■ WORK TO COMPLETE ■
When you reach the line in the data below that contains "Target: single-story house", please start repeating lines exactly, and stop after the line that contains "Target: leafy tree canopy", repeating nothing else.
□ □ □ □ □
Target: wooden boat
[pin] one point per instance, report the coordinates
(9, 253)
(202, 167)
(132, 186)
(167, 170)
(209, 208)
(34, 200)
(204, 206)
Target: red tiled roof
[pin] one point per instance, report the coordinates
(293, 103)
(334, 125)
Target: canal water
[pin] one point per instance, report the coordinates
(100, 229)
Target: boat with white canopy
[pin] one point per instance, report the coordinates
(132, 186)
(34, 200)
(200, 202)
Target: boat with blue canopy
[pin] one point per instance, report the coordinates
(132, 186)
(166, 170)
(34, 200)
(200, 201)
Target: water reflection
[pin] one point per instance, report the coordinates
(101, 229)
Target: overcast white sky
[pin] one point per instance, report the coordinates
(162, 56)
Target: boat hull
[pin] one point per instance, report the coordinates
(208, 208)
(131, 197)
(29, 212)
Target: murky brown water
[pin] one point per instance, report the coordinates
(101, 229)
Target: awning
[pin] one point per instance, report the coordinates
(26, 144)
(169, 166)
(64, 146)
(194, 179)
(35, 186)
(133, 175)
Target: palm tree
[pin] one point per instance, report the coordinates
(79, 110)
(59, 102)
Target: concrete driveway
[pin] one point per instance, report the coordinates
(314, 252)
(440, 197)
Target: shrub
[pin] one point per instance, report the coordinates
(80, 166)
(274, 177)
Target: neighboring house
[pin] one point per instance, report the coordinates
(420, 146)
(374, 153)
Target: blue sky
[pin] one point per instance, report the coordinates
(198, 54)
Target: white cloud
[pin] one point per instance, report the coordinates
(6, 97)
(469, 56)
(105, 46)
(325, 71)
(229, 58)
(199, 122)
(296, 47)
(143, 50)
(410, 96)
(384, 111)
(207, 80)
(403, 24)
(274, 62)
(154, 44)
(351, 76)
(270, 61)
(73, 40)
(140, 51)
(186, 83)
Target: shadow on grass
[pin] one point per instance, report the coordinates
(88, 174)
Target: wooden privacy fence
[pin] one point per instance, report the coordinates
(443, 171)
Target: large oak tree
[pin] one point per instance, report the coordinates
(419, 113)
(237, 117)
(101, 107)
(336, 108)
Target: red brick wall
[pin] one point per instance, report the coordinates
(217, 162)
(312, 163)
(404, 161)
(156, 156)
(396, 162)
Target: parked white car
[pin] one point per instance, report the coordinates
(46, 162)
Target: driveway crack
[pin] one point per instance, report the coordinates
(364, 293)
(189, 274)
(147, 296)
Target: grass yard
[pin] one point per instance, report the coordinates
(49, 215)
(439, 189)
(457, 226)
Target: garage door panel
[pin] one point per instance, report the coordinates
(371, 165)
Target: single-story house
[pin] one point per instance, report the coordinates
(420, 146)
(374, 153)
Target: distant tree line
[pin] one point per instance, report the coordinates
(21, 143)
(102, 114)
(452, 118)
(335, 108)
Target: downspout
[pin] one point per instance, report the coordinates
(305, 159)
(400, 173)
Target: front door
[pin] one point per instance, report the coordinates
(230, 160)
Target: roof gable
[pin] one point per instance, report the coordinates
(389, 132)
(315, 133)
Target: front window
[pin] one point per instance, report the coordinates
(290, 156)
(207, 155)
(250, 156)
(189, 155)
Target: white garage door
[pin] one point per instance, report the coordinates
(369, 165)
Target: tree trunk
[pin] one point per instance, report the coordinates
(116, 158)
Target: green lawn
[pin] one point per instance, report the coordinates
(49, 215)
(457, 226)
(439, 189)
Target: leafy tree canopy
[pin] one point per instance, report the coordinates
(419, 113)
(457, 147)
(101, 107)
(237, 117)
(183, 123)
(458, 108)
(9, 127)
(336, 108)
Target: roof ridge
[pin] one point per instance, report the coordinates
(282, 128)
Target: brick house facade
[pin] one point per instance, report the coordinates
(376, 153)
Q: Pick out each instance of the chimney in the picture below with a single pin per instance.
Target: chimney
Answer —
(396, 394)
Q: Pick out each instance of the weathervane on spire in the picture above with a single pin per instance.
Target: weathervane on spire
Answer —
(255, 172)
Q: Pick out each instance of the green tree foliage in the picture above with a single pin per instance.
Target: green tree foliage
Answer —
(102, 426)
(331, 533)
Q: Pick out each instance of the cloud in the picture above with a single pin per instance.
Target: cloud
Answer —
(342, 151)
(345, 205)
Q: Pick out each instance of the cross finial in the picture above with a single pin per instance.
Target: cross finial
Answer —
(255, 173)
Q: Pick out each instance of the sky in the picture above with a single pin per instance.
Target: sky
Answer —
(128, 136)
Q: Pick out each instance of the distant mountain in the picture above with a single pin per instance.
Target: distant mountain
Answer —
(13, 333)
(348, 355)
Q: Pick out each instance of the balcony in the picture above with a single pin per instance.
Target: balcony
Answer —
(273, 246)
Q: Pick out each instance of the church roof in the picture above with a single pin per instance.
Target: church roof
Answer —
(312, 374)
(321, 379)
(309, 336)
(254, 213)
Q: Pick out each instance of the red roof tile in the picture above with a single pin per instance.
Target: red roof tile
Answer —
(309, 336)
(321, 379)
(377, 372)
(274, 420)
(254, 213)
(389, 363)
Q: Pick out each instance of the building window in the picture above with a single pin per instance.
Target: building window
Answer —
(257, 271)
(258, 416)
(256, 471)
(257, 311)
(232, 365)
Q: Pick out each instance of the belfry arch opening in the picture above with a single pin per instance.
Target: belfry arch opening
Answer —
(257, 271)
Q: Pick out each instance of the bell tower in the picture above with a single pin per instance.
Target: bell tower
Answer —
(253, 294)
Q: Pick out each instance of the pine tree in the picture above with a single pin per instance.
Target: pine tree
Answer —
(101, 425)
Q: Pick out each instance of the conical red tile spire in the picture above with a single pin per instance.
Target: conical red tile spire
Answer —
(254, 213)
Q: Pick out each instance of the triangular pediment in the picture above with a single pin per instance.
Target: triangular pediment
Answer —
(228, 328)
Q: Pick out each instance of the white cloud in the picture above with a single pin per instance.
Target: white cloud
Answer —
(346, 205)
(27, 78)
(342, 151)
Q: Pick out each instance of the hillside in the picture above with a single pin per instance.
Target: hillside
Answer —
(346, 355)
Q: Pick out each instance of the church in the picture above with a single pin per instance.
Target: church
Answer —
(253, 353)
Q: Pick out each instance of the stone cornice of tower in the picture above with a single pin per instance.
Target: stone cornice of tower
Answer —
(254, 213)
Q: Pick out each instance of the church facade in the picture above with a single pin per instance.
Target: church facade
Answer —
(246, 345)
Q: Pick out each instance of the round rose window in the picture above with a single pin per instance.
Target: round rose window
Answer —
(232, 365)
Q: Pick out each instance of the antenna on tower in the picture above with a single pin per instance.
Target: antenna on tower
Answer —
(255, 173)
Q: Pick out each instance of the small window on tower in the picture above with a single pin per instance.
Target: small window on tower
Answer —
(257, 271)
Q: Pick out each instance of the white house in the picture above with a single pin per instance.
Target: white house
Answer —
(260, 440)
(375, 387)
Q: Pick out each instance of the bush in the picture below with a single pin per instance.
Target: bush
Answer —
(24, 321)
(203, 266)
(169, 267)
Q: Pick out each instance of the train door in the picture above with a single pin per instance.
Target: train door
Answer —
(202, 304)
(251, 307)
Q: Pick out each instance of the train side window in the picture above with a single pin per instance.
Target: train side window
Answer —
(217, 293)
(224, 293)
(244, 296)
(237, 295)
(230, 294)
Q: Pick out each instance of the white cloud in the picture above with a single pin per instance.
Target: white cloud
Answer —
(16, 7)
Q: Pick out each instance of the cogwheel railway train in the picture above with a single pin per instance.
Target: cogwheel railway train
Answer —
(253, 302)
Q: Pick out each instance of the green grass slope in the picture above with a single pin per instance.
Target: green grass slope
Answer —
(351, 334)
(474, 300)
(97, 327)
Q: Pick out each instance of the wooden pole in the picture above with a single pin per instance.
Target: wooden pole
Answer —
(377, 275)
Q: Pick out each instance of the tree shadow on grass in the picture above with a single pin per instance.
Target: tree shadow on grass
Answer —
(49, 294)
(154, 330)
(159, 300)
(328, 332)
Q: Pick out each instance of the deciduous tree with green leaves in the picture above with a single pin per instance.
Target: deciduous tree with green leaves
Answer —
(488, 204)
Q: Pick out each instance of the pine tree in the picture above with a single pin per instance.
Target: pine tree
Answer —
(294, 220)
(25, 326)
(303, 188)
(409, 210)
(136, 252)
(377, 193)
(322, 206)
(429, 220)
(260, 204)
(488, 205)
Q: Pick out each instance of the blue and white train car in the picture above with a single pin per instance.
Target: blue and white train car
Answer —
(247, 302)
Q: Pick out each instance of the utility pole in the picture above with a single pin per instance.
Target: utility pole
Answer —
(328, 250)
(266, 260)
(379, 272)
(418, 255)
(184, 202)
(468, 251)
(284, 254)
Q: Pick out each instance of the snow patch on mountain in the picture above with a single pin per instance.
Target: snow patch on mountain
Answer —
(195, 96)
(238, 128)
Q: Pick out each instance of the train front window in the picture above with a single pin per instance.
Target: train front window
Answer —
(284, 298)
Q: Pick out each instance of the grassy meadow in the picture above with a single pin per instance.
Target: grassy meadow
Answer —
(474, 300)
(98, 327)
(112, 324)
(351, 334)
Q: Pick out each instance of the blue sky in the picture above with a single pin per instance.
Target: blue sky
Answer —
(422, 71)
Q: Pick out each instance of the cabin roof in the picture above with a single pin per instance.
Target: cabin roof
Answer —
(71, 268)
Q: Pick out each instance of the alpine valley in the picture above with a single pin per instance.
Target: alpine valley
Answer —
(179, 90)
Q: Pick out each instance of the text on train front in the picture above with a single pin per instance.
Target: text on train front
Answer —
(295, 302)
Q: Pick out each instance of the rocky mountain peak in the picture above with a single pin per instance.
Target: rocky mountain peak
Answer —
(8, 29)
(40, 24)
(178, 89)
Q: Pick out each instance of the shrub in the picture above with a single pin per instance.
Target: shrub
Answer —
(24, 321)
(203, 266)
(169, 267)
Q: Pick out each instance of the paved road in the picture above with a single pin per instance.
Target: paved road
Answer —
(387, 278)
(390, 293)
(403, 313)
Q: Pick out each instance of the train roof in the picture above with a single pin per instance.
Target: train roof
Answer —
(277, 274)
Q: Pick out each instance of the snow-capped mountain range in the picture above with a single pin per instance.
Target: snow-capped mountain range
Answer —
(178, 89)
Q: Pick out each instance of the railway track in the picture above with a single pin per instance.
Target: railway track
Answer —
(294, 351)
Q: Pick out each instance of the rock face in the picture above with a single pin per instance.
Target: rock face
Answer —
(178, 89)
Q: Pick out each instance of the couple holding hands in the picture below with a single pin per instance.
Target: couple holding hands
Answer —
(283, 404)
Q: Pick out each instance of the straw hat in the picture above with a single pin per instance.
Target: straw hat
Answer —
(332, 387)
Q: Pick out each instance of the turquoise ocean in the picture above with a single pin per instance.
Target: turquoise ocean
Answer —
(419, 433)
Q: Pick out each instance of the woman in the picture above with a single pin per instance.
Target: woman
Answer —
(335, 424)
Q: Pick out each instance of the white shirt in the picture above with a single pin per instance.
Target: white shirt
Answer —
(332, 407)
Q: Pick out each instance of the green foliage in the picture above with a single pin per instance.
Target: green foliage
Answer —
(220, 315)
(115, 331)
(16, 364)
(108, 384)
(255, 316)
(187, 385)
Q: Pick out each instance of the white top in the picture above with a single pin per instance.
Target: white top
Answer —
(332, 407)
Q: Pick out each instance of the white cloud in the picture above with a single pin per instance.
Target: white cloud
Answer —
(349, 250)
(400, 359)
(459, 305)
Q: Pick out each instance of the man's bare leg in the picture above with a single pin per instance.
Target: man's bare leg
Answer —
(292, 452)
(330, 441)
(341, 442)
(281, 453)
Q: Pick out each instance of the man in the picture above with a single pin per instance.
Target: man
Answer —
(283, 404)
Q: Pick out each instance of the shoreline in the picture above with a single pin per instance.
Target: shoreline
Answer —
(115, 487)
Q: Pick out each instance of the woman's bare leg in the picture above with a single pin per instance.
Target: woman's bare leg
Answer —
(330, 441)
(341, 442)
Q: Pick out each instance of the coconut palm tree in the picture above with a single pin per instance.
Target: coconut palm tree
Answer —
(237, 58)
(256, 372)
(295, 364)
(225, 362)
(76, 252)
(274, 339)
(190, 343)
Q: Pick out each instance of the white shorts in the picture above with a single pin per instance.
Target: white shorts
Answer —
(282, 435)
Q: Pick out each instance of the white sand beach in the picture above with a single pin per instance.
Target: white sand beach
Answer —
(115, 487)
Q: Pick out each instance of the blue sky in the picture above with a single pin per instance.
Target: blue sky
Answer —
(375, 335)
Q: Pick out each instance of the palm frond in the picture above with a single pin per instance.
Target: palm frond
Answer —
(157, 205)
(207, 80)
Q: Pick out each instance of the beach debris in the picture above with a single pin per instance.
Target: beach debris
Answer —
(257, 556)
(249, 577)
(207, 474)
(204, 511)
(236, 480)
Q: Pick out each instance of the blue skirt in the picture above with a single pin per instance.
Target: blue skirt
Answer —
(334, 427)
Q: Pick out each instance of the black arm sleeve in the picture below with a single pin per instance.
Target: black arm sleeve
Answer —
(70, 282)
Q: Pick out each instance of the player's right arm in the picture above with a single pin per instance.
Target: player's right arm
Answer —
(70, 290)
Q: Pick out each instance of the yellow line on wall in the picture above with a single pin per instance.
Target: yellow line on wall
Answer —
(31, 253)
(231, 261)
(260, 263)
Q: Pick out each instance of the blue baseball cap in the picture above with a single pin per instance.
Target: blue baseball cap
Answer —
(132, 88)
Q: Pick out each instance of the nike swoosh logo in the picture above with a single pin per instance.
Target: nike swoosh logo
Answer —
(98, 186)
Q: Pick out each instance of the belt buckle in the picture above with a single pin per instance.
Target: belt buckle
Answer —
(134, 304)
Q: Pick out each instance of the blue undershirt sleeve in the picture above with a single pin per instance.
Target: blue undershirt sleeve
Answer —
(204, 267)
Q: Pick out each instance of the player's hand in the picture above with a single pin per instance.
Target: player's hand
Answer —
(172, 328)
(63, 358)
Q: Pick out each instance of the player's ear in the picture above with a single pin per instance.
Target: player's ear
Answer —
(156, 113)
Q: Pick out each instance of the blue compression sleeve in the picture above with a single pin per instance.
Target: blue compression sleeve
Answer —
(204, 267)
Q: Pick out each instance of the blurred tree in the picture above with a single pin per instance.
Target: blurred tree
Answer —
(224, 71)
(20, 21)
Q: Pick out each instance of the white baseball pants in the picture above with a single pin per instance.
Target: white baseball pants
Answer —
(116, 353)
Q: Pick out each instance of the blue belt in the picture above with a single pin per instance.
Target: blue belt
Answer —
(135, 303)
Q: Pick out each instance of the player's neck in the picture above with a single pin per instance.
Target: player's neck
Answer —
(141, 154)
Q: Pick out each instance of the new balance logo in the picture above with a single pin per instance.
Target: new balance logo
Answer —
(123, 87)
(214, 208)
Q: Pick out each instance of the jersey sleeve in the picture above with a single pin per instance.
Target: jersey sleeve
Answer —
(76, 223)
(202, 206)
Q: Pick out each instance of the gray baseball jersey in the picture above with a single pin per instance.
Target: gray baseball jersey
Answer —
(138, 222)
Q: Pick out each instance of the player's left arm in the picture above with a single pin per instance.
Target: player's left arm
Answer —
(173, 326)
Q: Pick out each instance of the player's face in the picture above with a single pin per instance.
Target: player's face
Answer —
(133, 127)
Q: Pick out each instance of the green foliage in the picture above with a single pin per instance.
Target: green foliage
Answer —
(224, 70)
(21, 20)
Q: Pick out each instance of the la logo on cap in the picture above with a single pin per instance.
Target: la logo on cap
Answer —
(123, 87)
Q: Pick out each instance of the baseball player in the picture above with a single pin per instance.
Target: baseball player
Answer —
□ □ □ □ □
■ RESPONSE BOX ■
Target: single-story house
[pin] one point per instance, report the coordinates
(420, 146)
(374, 153)
Target: distant tree line
[pin] one point per instance, report the coordinates
(21, 143)
(102, 114)
(452, 118)
(335, 108)
Target: downspout
[pin] one point per instance, report the coordinates
(305, 159)
(400, 173)
Target: front door
[pin] one point per instance, report the coordinates
(230, 160)
Target: roof gable
[pin] one point per instance, report the coordinates
(389, 132)
(315, 133)
Target: front window
[pin] one point per instance, report the coordinates
(290, 156)
(207, 155)
(250, 156)
(189, 155)
Target: white garage door
[pin] one point per instance, report the coordinates
(369, 165)
Target: tree trunk
[pin] one point per instance, report the coordinates
(116, 158)
Target: green lawn
[pin] one point per instance, report the coordinates
(49, 215)
(457, 226)
(439, 189)
Target: leafy tree canopy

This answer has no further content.